▶ _EXTRACTED INFORMATION_
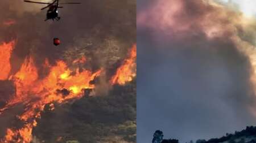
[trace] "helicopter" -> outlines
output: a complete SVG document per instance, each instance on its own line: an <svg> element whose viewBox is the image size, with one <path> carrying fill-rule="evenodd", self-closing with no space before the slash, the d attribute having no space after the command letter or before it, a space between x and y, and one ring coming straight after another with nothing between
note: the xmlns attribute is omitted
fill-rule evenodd
<svg viewBox="0 0 256 143"><path fill-rule="evenodd" d="M59 0L55 0L53 2L35 2L31 1L24 0L25 2L30 2L30 3L35 3L39 4L46 4L48 5L47 6L41 8L41 10L43 10L47 8L48 8L47 10L47 13L46 14L46 19L44 21L47 21L48 19L52 19L53 21L54 20L56 20L59 21L60 19L60 17L58 15L58 8L63 8L62 6L60 6L59 5L63 4L81 4L80 2L65 2L65 3L60 3L59 2Z"/></svg>

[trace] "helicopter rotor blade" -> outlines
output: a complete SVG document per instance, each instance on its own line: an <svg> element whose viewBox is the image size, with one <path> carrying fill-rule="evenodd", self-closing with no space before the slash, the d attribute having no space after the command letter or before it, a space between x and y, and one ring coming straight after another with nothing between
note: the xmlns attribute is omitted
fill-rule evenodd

▶ _INSTRUCTIONS TO FOLLOW_
Copy every line of the records exactly as it appears, without the pictures.

▶ _EXERCISE OUTPUT_
[trace] "helicopter" -> outlines
output: a complete SVG document per instance, each instance on its own line: an <svg> element whose viewBox is the image size, with one <path> carrying fill-rule="evenodd", self-closing with no space before the slash, the d attribute having no space after the command letter or before it, a space between x and y, and one ring coming straight after another with nothing between
note: the xmlns attribute is omitted
fill-rule evenodd
<svg viewBox="0 0 256 143"><path fill-rule="evenodd" d="M59 0L55 0L53 2L35 2L31 1L24 0L25 2L30 2L30 3L35 3L39 4L46 4L48 5L47 6L41 8L41 10L43 10L47 8L48 8L47 10L47 13L46 14L46 19L44 21L47 21L48 19L52 19L53 21L54 20L56 20L59 21L60 19L60 17L58 15L58 8L63 8L62 6L60 6L59 5L63 4L81 4L80 2L65 2L65 3L60 3L59 2Z"/></svg>

[trace] "helicopter rotor blade" -> outlines
output: a complete SVG document per instance, each instance on its own line: an <svg> element whose viewBox is the image size, with one <path> carrying fill-rule="evenodd", self-closing with no space before the slash, the d attribute having no space after the command letter or before it, a space between x and y, and one ring coming straight after another with nothing between
note: the xmlns attribute is omitted
fill-rule evenodd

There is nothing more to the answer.